(WHAT YOU SHOULD DO)
Find each line below that includes "light", then copy it.

(DATA)
━━━━━━

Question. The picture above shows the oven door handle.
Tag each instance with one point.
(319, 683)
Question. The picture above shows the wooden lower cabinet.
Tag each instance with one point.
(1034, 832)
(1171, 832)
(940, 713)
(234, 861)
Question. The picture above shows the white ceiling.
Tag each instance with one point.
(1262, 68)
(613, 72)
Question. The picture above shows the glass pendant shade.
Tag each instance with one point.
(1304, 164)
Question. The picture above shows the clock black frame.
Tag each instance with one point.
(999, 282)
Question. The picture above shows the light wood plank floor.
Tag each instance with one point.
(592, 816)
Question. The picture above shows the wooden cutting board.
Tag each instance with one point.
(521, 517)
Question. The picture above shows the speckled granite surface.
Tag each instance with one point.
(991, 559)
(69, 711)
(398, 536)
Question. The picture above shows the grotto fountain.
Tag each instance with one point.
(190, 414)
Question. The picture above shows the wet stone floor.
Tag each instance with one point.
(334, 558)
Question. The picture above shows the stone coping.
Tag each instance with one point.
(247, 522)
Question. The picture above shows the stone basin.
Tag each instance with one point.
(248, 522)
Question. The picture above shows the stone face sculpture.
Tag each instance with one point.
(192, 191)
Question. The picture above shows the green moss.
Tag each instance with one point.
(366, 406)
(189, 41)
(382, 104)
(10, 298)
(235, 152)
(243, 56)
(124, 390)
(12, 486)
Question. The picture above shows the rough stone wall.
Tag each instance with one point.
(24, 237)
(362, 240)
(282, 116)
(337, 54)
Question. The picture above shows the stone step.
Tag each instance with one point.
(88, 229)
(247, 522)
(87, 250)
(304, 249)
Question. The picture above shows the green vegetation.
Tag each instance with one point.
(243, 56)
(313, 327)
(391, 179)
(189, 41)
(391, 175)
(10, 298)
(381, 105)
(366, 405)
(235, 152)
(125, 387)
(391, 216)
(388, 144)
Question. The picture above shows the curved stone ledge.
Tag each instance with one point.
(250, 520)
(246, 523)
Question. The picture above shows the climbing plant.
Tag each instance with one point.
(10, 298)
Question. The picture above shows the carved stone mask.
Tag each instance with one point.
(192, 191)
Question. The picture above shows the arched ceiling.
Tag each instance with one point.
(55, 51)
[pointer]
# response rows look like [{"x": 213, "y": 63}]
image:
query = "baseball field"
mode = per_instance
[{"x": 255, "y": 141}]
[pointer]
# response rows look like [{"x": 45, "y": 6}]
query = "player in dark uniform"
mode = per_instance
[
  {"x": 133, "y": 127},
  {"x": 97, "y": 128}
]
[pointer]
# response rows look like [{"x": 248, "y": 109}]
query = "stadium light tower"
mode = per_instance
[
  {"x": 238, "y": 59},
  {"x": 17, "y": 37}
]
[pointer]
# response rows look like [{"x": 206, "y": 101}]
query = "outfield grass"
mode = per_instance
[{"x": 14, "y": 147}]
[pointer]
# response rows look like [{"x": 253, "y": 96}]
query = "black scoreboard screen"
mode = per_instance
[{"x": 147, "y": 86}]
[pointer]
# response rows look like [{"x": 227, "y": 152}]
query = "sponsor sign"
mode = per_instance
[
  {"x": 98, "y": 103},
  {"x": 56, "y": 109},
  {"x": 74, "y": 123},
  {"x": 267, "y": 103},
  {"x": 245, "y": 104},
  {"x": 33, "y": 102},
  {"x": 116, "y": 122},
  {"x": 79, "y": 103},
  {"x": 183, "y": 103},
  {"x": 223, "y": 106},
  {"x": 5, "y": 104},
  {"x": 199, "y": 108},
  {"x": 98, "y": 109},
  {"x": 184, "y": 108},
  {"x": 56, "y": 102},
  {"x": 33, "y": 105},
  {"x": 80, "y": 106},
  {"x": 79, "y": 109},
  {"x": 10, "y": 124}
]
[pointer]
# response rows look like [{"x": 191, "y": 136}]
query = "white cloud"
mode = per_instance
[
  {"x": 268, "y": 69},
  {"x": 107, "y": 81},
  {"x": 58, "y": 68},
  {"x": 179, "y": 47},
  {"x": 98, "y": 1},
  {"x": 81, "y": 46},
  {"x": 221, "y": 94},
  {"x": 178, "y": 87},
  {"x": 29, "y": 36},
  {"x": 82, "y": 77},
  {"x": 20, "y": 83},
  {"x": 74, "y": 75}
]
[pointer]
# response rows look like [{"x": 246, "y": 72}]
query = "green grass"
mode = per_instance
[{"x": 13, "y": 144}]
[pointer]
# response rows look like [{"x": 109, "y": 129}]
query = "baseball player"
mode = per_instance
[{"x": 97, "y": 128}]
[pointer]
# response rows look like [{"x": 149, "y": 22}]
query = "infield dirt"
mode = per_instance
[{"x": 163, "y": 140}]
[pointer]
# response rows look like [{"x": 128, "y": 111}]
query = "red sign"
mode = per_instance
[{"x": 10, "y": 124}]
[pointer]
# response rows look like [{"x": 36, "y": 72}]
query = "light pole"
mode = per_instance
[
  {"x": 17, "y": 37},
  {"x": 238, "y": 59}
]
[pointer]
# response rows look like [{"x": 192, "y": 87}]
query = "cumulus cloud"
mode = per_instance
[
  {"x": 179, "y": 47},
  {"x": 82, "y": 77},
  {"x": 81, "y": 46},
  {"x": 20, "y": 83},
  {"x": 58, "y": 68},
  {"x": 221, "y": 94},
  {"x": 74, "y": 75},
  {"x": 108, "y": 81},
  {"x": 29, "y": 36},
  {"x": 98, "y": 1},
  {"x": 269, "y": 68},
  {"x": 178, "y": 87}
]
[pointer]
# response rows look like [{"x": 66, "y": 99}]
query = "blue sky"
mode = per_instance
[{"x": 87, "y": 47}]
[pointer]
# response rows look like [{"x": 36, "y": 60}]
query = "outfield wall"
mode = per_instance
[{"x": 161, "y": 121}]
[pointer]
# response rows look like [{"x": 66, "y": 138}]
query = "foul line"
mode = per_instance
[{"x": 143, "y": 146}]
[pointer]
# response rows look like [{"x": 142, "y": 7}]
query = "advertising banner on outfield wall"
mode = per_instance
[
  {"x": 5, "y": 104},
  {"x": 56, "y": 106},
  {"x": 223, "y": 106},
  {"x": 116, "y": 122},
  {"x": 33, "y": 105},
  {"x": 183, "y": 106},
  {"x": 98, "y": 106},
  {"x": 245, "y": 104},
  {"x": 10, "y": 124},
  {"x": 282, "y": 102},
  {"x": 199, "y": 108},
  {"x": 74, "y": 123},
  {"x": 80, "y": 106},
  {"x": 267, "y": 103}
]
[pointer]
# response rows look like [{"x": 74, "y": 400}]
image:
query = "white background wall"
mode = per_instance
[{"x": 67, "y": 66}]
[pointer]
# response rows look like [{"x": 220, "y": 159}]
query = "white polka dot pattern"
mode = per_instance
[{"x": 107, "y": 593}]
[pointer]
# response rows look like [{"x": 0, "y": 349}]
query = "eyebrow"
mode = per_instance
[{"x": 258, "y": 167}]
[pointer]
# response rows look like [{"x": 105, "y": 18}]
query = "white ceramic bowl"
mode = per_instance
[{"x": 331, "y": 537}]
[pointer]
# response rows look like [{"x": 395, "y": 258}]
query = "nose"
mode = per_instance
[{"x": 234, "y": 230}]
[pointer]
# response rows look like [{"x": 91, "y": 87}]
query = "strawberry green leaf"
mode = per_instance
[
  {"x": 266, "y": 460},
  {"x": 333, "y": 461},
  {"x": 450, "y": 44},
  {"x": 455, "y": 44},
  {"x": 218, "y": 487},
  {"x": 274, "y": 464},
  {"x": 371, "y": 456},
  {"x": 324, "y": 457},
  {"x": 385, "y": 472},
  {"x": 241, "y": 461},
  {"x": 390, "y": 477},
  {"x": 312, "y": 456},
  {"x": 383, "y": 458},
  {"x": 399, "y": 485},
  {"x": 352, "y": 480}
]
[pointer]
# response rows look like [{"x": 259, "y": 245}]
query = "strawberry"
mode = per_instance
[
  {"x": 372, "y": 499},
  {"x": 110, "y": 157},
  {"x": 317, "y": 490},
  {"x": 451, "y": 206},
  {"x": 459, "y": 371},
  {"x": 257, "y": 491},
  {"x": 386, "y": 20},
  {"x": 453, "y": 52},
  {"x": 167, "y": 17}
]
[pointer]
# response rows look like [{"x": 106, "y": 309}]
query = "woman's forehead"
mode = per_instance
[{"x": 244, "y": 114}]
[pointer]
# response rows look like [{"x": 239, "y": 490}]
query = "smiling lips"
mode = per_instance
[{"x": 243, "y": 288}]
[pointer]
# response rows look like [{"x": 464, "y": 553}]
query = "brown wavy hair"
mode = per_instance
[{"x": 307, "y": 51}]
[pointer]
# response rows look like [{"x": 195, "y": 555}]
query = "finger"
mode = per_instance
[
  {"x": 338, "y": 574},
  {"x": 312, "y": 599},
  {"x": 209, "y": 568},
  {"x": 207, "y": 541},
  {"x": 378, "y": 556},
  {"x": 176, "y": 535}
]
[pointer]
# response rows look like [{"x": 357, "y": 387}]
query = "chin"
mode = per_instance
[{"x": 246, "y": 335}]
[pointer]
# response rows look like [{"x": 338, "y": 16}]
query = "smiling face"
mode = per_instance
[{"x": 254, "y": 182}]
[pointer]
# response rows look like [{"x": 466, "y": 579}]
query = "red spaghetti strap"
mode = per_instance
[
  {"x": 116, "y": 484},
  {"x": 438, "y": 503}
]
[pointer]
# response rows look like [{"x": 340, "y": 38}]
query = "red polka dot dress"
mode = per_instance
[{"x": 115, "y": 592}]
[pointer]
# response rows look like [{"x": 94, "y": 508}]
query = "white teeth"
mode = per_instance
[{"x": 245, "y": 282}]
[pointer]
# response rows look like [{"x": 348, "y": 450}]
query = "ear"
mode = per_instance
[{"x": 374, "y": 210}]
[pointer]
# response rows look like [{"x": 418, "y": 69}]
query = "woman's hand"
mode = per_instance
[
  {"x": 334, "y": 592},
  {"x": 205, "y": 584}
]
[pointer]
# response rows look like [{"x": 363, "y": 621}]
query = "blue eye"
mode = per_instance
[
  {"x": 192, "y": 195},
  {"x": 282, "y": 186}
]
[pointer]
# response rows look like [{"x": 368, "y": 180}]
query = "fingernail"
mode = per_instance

━━━━━━

(EXPECTED ANSWER)
Question. The picture above shows the light wood plank floor.
query = "stadium light tower"
query = "light pole"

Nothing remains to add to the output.